What you should do —
Copy the records that follow exactly as written, but not their pictures.

Provided records —
————
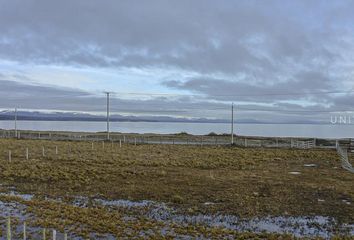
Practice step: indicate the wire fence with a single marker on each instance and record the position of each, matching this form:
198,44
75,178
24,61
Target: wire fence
344,152
180,139
16,230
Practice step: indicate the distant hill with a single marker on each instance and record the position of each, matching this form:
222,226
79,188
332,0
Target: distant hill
74,116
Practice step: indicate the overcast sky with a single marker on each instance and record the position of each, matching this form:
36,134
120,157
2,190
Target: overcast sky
290,56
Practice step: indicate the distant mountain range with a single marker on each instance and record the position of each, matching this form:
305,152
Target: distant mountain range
74,116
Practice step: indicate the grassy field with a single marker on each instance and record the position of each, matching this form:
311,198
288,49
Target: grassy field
243,182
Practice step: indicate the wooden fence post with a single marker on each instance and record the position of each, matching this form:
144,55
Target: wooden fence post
24,231
8,227
54,234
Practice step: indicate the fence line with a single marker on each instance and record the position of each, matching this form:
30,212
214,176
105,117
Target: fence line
12,231
181,139
343,153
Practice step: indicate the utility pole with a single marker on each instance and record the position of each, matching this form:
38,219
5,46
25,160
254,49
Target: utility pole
232,124
107,93
15,122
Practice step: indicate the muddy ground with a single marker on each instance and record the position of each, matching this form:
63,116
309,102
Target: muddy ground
246,183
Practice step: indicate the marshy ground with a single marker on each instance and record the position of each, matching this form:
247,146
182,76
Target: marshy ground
75,190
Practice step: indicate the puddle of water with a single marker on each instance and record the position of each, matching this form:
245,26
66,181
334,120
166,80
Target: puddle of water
318,226
310,165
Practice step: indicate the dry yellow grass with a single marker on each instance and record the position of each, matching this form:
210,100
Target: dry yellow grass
244,182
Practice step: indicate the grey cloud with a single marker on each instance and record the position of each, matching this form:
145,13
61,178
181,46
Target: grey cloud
276,46
173,33
26,96
300,87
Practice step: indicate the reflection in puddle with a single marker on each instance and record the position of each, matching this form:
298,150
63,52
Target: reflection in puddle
298,226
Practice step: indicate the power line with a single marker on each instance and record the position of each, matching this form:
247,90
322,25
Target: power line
235,95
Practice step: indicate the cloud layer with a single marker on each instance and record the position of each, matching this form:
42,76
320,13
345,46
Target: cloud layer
284,55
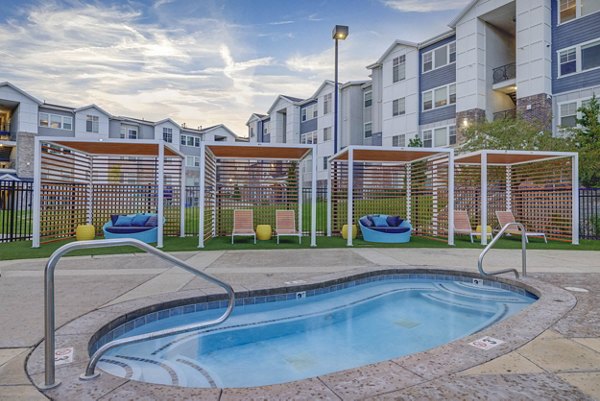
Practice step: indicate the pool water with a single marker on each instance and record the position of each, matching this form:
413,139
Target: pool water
278,342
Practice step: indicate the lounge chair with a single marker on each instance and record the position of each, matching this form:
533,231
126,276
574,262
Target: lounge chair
462,225
285,224
243,224
505,217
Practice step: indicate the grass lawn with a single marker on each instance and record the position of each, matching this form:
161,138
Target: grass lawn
23,250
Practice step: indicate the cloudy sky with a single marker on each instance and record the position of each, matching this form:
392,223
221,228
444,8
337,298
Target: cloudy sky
202,62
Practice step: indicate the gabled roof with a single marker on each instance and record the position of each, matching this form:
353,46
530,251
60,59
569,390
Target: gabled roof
22,92
390,49
460,15
167,120
93,106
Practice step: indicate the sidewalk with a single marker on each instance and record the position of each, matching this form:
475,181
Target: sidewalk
564,360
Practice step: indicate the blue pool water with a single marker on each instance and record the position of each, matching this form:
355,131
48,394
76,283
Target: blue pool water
277,342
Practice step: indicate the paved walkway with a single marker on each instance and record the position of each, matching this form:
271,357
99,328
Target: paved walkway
564,361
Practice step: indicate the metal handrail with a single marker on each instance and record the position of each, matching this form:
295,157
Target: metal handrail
523,252
49,305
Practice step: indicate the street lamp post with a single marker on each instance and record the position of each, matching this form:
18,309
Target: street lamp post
340,32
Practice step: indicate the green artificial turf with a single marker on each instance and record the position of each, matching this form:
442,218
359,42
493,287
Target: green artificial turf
23,250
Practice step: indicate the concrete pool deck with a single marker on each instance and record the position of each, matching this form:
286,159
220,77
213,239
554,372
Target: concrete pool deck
561,363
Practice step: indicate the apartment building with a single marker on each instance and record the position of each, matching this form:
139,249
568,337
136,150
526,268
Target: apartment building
539,59
23,117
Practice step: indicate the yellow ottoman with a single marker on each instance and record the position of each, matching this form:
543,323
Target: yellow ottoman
345,231
85,232
478,230
263,232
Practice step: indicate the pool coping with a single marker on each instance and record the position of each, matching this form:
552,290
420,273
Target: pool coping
365,381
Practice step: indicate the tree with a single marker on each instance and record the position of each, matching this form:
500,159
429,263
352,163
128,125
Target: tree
586,140
511,134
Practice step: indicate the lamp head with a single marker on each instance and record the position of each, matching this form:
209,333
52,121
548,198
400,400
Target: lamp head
339,32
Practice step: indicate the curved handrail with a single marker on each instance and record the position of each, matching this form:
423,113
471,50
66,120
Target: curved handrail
523,252
49,304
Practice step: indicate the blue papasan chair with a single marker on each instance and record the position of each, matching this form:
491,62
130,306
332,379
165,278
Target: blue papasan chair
384,228
141,226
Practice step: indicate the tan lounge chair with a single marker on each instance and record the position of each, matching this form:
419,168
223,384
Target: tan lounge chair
462,224
505,217
285,224
243,224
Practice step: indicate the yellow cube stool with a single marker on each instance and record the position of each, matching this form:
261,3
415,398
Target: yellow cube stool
478,230
85,232
345,231
263,232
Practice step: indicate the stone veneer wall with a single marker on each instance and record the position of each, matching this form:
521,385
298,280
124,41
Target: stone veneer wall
472,116
25,154
540,110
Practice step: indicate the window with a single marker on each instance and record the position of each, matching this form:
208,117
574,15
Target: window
168,134
439,97
572,9
398,107
427,138
452,135
327,104
192,161
399,140
568,61
568,114
399,68
309,112
309,137
427,104
129,131
92,124
55,121
368,98
439,57
590,56
368,130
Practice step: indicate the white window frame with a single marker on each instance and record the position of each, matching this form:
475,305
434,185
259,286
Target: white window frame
396,110
578,14
95,126
370,124
432,53
63,120
450,88
398,66
578,58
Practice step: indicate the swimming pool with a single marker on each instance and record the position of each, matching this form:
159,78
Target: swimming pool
286,337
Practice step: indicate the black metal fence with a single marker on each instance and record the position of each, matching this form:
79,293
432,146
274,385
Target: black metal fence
15,210
589,213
————
Exercise result —
Practice step: indicate the wire fence with a single marker on each instance and record the position of each, matching this form:
198,44
75,178
24,61
Target: wire fence
344,152
180,139
16,230
Practice step: indicate the distant hill with a single marker on each instance and record the position of each, matching this form:
222,226
79,188
332,0
Target: distant hill
74,116
Practice step: indicate the overcast sky with a single marker on each instance and record the position of each, matching this form:
36,134
120,157
2,190
Target: overcast sky
290,56
Practice step: indicate the distant mountain range with a single marker on each instance and record the position of each, matching this form:
305,152
Target: distant mountain range
74,116
Practice step: indicate the grassy field with a single marker on each instance and record the position of each, matching this form:
311,198
288,49
Target: grassy field
243,182
Practice step: indicate the wooden fence post with a single marker on each instance and record the position of each, matching this form:
144,55
Target: wooden fence post
24,231
8,227
54,234
Practice step: indicate the fence line with a single marker on each instance and record the position of each, matching this form:
30,212
214,176
105,117
Target: fence line
12,231
181,139
343,153
Practice step: indicate the utility pole with a single marker on each instance and record the position of each, matching this form:
38,219
5,46
25,160
254,49
Target: utility pole
232,124
107,93
15,122
Practice step: indicate the muddy ground with a single marker on each instance and record the position of each, matching this form:
63,116
309,102
Target: muddy ground
246,183
Practice step: indicate the marshy ground with a single marker on each instance and record the position of each, matching this form:
247,146
182,76
Target: marshy ground
75,190
Practice step: indicate the puddle of water with a single marker on each instance and record the position of each, matching this form:
245,26
66,181
334,120
166,80
Target: puddle of water
318,226
310,165
Practice step: indicate the dry yellow grass with a single marker on each instance and record the position of each, matching this form:
210,100
Target: dry yellow grass
244,182
Practice step: indicate the grey cloud with a single marker on each instance and record the position of each, matching this form:
145,13
61,178
181,46
Target: grey cloud
276,46
173,33
26,96
300,87
Practice step: indicate the reflection in puddle with a single marker on each instance and record the position of each, matching this form:
298,150
63,52
Target: reflection in puddle
298,226
Practice step: indicate the power line with a single marker on each instance and record the position of each, matching this form:
247,90
322,25
Target: power line
235,95
Practice step: indicate the cloud layer with a single marker on each instance and record the position of each, matching this form:
42,76
320,13
345,46
Target: cloud layer
284,55
Practice step: indicate the pool water with a single marker on each instance and record the position of each, matching this form:
413,139
Target: pool water
278,342
Practice step: indicate the lounge chair with a single marker on each instance and record the position of each, matching this form:
533,231
126,276
574,262
Target: lounge chair
462,225
285,224
243,224
505,217
Practice step: indicate the grass lawn with a single marker on each instance and record the position of each, matching this form:
161,138
Target: grass lawn
23,250
Practice step: indicate the cloudy sky with a single marker on each instance and record the position of each, matching this form:
392,223
221,228
444,8
337,298
Target: cloudy sky
202,62
Practice step: indicate the gabled roof with a single marker on each instance and record the position of each, matching this form:
353,46
530,251
60,59
569,390
Target: gabled roof
22,92
390,49
460,15
167,120
93,106
Practice step: indicate the sidewalk with a single marker on each instance and record the position of each, matching this form:
475,181
Target: sidewalk
564,360
Practice step: indicate the blue pool water with a single marker on each instance and record the position of each, matching this form:
355,131
48,394
76,283
Target: blue pool water
277,342
Practice step: indicate the paved walkway with a single marker on each instance and record the position of each, matching this form:
271,357
99,328
Target: paved walkway
564,361
Practice step: indicate the metal handrail with a single marker on each instance and record the position of each, matching this form:
295,157
Target: metal handrail
523,252
49,305
Practice step: indicate the street lamp post with a single marker on each instance and record the position of each, matching this form:
18,309
Target: street lamp post
340,32
Practice step: indicate the green artificial turf with a single marker on each instance and record the position of each, matching this form:
442,218
359,42
493,287
Target: green artificial turf
23,250
Practice step: indicate the concrete pool deck with a single marker on each instance and record the position of each, matching this form:
286,159
220,77
213,239
554,372
Target: concrete pool deck
561,363
Practice step: indicate the apartment building with a single marker on each instance and record the position of each, matching this form:
139,249
568,337
136,150
526,268
Target: apartment building
539,59
23,117
Practice step: indicate the yellow ottoman with a single marker on each instance and record the position of each, matching this form:
543,323
Target: yellow ottoman
345,231
85,232
478,230
263,232
Practice step: indicate the pool coping with a single marker on each instance and record the position of each, matching this form:
552,290
420,273
Target: pool coping
365,381
Practice step: indicate the tree with a single marker on each instance and record the position of each, matching this form:
500,159
429,263
352,163
128,125
Target: tree
586,140
511,134
Practice step: indicate the lamp head with a single marker on each instance and record the position of each, matching this form:
209,333
52,121
548,198
400,400
Target: lamp head
339,32
Practice step: indicate the curved handrail with a single marker on each instance and record the position of each, matching this form:
423,113
471,50
66,120
Target: curved handrail
523,252
49,304
Practice step: indicate the blue papasan chair with a single marker on each instance and record the position of each, matching this form:
491,62
130,306
332,379
165,278
Target: blue papasan chair
384,228
141,226
Practice step: indicate the tan lounge chair with a single marker on each instance and record the position of each, matching this form:
419,168
223,384
Target: tan lounge chair
462,224
505,217
285,224
243,224
Practice step: indicate the yellow cube stool with a single marker on each instance and record the position of each, matching this form:
261,3
415,398
Target: yellow cube stool
478,230
85,232
345,231
263,232
Practice step: indicate the stone veneer wall with a single marker on each instance and record the position of each, matching this form:
521,385
298,280
124,41
Target: stone veneer wall
472,116
25,154
540,110
Practice step: indicate the window with a single marker on each instance and record the position of each, matching this form:
208,117
574,15
Target: window
168,134
439,97
572,9
398,107
427,138
452,135
327,104
192,161
399,140
568,61
568,114
399,68
309,112
309,137
427,104
129,131
92,124
55,121
368,98
439,57
590,56
368,130
Practice step: indicate the white window frame with a single marker on each instance and record the position of each, matching this form:
475,305
434,185
259,286
Target: white window frame
396,110
578,14
95,126
370,124
432,53
63,120
450,88
398,66
578,58
Practice step: indicate the swimming pool with a single marker on each instance and record the position of each, matching this form:
159,78
Target: swimming pool
286,337
Practice step: indicate the black metal fence with a single marker on each instance and record the position of each, matching this form:
79,293
432,146
274,385
Target: black metal fence
15,210
589,213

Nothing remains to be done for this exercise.